┌─ Extracted entries

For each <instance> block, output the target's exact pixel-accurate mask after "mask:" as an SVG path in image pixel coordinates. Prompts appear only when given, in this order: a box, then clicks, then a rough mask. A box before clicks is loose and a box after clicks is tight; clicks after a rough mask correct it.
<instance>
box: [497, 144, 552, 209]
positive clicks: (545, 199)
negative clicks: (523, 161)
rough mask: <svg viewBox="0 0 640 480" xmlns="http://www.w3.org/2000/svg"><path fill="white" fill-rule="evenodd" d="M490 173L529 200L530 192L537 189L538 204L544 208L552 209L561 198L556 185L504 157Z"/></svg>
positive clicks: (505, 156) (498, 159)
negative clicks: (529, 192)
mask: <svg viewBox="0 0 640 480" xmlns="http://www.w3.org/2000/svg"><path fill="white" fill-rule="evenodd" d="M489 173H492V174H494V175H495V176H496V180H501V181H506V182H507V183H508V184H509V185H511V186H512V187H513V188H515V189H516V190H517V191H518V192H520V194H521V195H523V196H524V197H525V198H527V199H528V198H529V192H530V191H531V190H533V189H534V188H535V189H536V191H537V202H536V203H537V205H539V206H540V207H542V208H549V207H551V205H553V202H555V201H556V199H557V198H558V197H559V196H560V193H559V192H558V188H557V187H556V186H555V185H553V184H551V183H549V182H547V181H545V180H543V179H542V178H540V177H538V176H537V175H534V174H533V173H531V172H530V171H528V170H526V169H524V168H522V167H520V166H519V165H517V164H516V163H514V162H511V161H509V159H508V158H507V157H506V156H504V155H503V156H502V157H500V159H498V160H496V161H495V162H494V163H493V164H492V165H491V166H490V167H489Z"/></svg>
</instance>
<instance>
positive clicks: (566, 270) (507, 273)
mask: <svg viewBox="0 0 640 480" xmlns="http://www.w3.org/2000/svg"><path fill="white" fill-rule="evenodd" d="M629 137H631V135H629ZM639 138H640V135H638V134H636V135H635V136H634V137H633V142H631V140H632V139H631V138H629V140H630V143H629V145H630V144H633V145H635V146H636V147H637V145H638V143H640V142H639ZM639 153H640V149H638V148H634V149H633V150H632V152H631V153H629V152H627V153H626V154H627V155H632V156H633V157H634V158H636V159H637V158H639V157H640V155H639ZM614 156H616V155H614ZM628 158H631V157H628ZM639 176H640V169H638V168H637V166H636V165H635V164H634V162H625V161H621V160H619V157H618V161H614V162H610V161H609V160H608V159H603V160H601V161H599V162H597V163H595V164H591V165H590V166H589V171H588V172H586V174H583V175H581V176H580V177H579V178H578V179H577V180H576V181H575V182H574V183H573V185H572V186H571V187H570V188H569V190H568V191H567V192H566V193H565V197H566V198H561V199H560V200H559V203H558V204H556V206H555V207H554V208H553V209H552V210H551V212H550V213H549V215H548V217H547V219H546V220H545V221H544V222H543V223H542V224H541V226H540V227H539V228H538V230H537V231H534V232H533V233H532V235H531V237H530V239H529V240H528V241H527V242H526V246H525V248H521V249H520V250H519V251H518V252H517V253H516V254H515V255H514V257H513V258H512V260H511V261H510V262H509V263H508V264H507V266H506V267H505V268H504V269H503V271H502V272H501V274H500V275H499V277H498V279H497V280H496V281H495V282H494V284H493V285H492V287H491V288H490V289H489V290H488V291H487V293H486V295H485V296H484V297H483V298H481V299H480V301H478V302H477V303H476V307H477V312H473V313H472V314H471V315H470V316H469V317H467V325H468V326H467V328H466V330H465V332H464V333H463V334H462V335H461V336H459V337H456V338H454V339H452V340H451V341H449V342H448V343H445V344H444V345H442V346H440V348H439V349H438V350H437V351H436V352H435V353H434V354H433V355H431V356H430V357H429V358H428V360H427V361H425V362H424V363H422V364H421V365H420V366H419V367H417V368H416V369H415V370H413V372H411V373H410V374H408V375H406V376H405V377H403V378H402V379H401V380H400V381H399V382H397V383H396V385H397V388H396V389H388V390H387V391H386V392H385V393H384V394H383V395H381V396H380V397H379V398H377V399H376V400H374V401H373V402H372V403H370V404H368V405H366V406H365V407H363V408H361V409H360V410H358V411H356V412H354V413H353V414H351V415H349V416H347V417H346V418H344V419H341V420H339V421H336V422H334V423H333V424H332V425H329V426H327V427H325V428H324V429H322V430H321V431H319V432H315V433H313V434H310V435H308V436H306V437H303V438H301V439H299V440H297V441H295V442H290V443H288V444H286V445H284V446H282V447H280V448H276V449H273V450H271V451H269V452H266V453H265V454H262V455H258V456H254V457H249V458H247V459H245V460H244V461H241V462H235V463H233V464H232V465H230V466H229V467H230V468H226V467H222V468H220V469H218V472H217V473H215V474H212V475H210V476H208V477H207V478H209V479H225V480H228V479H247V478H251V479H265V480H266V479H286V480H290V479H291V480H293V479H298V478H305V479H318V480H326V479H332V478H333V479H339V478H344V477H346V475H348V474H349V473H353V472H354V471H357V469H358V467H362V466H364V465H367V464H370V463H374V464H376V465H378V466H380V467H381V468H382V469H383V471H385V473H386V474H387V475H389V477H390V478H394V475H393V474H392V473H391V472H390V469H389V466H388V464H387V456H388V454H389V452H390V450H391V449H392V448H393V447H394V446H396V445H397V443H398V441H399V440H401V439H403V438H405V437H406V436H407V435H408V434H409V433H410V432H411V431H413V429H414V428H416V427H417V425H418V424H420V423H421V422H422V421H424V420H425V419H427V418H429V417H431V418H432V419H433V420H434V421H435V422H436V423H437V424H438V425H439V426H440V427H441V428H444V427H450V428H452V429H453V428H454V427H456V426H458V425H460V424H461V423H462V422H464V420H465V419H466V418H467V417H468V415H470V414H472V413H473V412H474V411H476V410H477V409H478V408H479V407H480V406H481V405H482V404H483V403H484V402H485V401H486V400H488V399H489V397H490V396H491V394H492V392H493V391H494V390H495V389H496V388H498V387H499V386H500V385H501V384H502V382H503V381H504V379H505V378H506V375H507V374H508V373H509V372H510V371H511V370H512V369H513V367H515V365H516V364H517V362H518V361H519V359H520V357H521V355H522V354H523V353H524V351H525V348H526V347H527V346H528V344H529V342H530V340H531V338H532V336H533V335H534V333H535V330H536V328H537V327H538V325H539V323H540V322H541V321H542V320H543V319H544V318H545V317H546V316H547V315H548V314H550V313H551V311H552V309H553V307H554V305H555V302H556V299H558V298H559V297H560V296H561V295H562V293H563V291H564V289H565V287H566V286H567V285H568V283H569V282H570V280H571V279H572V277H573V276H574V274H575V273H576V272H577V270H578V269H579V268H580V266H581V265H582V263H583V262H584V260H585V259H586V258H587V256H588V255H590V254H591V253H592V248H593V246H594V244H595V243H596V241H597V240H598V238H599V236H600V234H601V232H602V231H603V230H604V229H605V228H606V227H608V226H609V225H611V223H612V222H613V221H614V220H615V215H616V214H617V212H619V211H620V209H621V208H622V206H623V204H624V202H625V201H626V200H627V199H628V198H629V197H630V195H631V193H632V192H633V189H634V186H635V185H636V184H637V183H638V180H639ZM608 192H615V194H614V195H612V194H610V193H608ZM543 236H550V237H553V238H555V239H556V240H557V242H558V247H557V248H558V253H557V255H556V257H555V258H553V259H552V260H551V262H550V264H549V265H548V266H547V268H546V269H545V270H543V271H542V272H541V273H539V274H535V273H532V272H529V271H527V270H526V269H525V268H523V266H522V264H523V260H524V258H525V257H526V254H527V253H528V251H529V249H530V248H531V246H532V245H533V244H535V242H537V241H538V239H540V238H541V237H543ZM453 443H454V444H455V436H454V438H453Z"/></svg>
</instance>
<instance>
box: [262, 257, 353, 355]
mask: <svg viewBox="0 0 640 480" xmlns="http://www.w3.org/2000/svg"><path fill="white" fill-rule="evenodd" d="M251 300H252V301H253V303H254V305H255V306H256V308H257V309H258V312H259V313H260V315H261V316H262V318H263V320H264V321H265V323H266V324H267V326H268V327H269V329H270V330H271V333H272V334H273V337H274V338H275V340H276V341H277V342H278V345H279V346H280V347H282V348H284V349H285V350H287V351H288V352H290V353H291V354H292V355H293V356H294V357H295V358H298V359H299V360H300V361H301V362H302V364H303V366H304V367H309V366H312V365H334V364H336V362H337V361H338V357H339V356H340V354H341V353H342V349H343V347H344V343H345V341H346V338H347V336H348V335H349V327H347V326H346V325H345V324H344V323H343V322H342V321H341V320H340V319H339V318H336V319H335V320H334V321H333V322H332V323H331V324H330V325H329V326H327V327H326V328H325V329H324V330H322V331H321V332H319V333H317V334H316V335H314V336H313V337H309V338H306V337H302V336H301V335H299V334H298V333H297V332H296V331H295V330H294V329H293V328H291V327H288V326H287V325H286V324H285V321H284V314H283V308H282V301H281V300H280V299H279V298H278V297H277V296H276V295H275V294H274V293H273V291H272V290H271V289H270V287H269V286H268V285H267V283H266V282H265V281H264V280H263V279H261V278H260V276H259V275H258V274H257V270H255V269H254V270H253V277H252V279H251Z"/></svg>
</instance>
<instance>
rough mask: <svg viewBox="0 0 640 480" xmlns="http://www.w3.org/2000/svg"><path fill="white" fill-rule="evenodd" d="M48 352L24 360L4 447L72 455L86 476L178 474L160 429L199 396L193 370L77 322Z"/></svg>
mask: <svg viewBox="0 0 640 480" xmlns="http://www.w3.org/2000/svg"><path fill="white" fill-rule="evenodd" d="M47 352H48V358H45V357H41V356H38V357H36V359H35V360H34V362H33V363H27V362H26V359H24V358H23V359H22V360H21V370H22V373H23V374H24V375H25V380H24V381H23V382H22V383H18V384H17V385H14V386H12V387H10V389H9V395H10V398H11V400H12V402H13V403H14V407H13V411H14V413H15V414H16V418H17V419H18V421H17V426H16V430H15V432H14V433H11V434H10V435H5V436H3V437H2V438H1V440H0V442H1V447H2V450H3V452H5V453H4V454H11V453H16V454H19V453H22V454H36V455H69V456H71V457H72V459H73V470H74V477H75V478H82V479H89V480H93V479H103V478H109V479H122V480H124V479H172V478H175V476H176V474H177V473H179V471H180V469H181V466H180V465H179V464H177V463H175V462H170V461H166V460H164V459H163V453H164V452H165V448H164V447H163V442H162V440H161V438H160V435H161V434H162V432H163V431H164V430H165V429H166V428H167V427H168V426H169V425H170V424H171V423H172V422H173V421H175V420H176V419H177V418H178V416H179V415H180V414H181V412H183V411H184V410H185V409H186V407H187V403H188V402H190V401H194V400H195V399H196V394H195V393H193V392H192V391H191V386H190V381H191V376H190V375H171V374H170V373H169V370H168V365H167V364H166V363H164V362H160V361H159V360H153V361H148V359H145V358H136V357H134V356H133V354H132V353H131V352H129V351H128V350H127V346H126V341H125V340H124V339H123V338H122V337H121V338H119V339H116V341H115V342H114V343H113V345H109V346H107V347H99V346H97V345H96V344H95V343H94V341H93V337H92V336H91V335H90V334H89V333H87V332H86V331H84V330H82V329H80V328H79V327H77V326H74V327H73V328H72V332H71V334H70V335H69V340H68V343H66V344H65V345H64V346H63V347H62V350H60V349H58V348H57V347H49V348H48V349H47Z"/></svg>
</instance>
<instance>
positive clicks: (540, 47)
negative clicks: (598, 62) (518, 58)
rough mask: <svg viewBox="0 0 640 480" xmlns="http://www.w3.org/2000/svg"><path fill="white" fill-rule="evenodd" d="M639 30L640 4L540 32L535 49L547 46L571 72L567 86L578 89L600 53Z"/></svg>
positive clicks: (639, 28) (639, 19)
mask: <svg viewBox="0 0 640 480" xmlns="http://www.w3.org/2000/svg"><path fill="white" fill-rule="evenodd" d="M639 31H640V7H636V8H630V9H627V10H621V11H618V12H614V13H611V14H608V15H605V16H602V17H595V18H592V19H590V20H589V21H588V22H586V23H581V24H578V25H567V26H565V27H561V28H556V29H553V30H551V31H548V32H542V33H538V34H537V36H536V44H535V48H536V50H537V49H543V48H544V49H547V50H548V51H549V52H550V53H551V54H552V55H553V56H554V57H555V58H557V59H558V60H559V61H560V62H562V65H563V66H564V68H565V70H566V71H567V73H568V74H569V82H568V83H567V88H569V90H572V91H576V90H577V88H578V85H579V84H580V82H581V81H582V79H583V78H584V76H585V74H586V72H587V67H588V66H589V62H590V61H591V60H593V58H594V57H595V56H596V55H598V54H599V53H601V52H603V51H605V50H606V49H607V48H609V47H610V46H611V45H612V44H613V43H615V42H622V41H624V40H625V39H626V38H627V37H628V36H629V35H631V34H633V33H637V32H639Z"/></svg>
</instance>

└─

## Your goal
Print the data again word for word, starting at the very beginning and ending at the line that contains "173L529 200L530 192L537", with that line included.

## Reply
For each <instance> block, output the target's exact pixel-accurate mask after "mask:" as an SVG path in image pixel coordinates. Prompts appear only when given, in this order: a box, then clicks, then a rough mask. A box before clicks is loose and a box after clicks is tight; clicks after a rough mask correct it.
<instance>
box: [497, 144, 552, 209]
positive clicks: (545, 199)
negative clicks: (523, 161)
rough mask: <svg viewBox="0 0 640 480" xmlns="http://www.w3.org/2000/svg"><path fill="white" fill-rule="evenodd" d="M490 173L529 200L530 192L537 189L538 204L544 208L552 209L561 198L556 185L504 157Z"/></svg>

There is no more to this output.